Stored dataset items

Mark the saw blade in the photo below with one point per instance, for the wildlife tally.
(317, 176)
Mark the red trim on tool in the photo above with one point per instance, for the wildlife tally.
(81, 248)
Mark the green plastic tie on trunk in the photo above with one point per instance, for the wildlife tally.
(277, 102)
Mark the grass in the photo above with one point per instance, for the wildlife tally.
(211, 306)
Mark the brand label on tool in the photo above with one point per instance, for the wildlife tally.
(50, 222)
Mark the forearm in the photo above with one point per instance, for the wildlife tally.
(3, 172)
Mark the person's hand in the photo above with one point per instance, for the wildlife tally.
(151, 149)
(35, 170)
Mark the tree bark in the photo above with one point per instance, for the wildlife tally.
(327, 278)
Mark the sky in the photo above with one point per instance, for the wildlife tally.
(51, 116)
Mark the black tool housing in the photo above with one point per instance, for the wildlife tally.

• Problem statement: Retype the entries in full. Keep every line identical.

• Solution for this exercise:
Mark the saw blade in the photo below with one point per instance, for the wildlife tally.
(317, 176)
Mark the red trim on tool in the photo above with one point per instance, for the wildlife tally.
(81, 248)
Mark the green plastic tie on trunk in the photo above with one point per instance, for the wildlife tally.
(277, 102)
Mark the grass in the photo above with one point per instance, for the wildlife tally.
(211, 306)
Mark the brand label on tool in the photo above with one point per instance, for the wildlife tally.
(50, 222)
Mark the forearm in the photo above with one point per instance, for the wildlife tally.
(3, 172)
Mark the person's hand in the photo above with one point per instance, for the wildlife tally.
(151, 149)
(35, 170)
Mark the tree bark in the photo above with one point per instance, for the wildlife tally.
(327, 278)
Mark the sky in the photo above with one point per instance, for the wildlife tally.
(51, 116)
Mark the black tool housing in the photo above with one point per instance, for the wildlife tally.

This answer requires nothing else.